When a character has plenty of time and is faced with no threats or distractions, and there is no penalty for failure, the character can Take 20.  In general, this means that the character is well rested, at his or her peak, and can control most variables.

It is actually possible to do better under these circumstances than when performing under time limits or stress.  Instead of rolling 1d20 for the skill check, roll 1d6 and add the results to 18; use the resultant number (from 19 to 24) as your roll.

Taking 20 does not mean that the character is simply trying until he or she gets it right, nor does it assume that the character fails many times before succeeding.  Instead, the character is making his or her best stab at a single attempt, considering as many variables as possible before proceeding.  This means that the skill attempt takes at least two minutes, and may take considerably longer (at the Game Master’s discretion).

----------

Job 1
List every line of the listing that contains the string "positive", copied in full. Case counts.
Job 2
Continue the passage on taking 20 from where it stops.
The listing that follows has no connection to the Take 20 passage.

----------

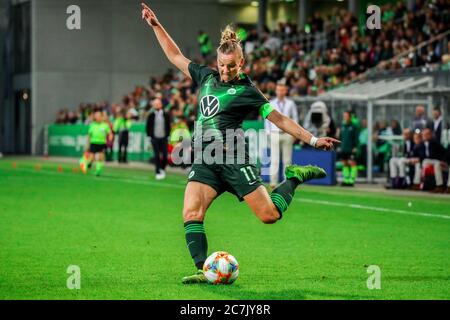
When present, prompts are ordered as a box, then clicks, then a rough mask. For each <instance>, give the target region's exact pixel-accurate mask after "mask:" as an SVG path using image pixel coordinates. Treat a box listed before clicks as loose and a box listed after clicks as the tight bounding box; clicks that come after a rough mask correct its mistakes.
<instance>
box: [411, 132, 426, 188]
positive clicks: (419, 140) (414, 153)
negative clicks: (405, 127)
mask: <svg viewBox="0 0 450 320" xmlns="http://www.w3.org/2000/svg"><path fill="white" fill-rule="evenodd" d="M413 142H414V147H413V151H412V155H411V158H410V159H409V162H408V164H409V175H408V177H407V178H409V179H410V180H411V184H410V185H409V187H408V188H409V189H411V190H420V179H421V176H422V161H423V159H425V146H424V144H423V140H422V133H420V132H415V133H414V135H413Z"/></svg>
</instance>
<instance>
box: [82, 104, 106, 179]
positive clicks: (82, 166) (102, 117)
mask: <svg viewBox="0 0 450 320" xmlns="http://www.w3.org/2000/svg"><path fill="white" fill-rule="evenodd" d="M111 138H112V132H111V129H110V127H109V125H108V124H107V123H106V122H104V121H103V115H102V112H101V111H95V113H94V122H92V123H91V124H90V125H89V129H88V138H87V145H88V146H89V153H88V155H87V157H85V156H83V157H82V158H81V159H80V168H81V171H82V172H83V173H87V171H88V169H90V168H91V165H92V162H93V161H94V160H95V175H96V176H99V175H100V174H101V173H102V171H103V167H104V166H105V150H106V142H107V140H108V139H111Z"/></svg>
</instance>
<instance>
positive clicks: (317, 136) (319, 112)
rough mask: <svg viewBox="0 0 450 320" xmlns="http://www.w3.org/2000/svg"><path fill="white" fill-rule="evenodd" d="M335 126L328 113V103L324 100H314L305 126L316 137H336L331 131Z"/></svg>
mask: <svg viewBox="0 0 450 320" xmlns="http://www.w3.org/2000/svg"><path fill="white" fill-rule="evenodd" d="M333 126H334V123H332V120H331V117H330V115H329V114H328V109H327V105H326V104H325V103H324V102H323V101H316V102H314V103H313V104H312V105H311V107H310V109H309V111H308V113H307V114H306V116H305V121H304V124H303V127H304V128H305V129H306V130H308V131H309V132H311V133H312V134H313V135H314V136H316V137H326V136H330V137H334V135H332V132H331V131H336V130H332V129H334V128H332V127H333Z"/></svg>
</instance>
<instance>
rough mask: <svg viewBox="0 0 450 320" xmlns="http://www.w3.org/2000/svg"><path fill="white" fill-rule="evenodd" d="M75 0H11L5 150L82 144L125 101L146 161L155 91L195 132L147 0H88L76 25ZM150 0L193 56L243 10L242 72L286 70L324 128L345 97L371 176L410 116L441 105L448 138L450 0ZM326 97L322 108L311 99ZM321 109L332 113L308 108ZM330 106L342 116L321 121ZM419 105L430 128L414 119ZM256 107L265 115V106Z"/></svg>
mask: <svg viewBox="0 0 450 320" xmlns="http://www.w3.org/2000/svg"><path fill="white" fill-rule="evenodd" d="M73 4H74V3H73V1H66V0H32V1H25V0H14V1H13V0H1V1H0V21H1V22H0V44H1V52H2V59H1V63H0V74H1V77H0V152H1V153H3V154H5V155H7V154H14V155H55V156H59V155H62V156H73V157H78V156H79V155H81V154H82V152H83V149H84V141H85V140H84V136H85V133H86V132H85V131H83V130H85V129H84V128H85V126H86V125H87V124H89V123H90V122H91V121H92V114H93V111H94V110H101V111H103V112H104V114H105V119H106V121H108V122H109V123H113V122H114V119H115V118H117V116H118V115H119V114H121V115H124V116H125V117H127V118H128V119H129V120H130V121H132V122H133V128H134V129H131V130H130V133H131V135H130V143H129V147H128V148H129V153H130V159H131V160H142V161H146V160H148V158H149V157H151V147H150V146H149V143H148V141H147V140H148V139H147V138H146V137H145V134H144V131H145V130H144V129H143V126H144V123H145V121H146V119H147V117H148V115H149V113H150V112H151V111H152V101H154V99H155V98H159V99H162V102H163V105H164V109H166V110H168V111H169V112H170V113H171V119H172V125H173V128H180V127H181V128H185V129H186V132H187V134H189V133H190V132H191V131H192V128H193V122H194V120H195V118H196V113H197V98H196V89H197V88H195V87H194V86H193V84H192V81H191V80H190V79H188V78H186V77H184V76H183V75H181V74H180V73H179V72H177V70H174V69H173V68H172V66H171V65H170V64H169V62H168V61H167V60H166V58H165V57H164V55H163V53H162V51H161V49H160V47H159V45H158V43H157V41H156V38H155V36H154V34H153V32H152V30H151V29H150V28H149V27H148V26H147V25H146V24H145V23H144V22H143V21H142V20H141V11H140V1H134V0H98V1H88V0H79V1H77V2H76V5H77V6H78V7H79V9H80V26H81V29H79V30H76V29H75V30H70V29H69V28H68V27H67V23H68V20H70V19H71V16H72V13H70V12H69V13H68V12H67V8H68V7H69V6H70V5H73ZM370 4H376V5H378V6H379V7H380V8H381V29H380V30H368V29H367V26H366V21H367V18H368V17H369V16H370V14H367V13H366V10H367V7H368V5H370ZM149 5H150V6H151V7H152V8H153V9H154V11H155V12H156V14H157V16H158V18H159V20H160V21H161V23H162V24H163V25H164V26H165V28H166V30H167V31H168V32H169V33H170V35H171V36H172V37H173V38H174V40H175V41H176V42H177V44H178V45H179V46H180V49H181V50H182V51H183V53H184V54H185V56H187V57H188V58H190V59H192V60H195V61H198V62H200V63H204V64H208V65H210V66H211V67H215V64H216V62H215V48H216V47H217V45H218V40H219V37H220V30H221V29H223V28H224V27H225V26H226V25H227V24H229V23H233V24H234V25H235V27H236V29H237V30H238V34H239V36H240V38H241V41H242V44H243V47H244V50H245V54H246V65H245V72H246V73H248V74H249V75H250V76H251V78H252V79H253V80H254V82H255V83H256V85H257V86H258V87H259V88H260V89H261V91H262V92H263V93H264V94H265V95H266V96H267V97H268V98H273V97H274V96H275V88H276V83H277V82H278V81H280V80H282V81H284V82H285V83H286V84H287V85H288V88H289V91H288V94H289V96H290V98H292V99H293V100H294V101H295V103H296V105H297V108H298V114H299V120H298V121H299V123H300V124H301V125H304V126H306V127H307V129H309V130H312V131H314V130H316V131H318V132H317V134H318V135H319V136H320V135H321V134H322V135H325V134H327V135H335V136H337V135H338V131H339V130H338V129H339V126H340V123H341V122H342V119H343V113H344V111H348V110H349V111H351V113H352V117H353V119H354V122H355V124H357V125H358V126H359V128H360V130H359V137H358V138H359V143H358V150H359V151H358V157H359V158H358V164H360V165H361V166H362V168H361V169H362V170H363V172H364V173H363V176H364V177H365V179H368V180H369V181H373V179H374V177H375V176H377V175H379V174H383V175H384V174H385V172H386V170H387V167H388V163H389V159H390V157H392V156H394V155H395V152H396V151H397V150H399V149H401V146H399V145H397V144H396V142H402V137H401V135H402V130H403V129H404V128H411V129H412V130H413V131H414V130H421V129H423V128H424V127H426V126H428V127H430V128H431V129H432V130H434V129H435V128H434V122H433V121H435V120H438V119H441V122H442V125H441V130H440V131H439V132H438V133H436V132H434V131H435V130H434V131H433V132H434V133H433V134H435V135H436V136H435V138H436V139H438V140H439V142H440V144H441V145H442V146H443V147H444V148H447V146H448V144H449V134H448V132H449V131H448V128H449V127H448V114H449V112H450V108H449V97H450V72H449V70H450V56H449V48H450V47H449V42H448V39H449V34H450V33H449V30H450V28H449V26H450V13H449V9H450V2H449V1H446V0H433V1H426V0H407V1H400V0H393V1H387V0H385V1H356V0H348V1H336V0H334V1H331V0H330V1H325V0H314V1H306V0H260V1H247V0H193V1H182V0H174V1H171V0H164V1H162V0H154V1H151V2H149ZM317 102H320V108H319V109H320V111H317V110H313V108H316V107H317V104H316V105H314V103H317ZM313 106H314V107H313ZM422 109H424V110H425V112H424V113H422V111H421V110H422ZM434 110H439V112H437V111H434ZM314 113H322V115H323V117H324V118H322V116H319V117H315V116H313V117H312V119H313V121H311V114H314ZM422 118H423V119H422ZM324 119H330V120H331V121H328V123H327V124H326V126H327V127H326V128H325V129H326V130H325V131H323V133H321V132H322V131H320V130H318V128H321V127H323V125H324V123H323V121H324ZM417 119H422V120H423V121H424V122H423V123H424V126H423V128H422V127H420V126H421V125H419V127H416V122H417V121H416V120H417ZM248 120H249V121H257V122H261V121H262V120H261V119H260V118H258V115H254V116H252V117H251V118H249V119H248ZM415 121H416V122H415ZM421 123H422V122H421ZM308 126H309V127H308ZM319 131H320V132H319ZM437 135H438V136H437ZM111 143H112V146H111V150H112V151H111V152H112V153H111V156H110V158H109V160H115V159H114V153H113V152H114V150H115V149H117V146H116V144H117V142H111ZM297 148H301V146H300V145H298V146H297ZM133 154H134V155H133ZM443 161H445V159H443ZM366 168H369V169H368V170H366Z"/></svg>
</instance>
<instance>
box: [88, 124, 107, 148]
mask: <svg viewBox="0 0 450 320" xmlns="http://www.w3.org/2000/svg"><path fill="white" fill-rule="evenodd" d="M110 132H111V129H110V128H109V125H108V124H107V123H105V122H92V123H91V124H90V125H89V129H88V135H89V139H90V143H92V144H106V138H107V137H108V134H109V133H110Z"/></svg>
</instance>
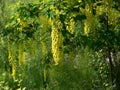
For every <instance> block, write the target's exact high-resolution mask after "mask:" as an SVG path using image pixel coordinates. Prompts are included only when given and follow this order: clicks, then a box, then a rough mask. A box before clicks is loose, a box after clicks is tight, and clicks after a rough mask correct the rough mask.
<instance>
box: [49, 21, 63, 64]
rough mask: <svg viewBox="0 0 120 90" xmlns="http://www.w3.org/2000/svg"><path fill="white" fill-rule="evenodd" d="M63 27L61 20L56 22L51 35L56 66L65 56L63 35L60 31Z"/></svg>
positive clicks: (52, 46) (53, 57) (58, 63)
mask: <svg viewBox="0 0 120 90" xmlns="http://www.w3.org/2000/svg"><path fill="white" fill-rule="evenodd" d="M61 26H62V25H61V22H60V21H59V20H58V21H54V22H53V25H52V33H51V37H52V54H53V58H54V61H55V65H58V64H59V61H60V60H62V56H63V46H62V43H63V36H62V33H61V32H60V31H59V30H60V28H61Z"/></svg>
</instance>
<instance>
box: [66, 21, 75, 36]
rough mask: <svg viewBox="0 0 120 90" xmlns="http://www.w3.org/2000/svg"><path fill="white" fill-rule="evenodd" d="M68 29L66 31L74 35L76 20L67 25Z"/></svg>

----------

Response 1
positive clicks: (419, 140) (414, 153)
positive clicks: (82, 166) (102, 117)
positive clicks: (317, 136) (319, 112)
positive clicks: (52, 46) (53, 57) (58, 63)

Response 2
Threshold Checks

It is also possible for the Game Master to set a threshold at which a skill check automatically succeeds.  If a character’s skill check modifier meets the threshold, the character automatically succeeds.  If it does not, either the character automatically fails, or a regular skill check is called for (see below). 

Threshold checks may be active or passive.

An active threshold check (ATC) occurs when the Game Master determines that a player character’s action triggers the skill check.  For example, the Game Master may determine that a particular wall can be climbed by anyone whose Climb skill check modifier is +7 or greater.  This would be noted as “Climb ATC +7”.

Usually, if a character fails to meet an active threshold, he or she may attempt a standard skill check.

passive threshold check (PTC) occurs when the Game Master determines that a player character need take no special action to trigger the check.  For example, the Game Master may determine that an ostler will feel loyalty to any character whose Diplomacy is +5 or higher.  This would be noted as “Diplomacy PTC +5”. 

Likewise, the Game Master may decide that a particular piece of information was available to anyone with a Knowledge (History) +4 or higher.  This would be a passive threshold check if the player did not need to ask to get the information.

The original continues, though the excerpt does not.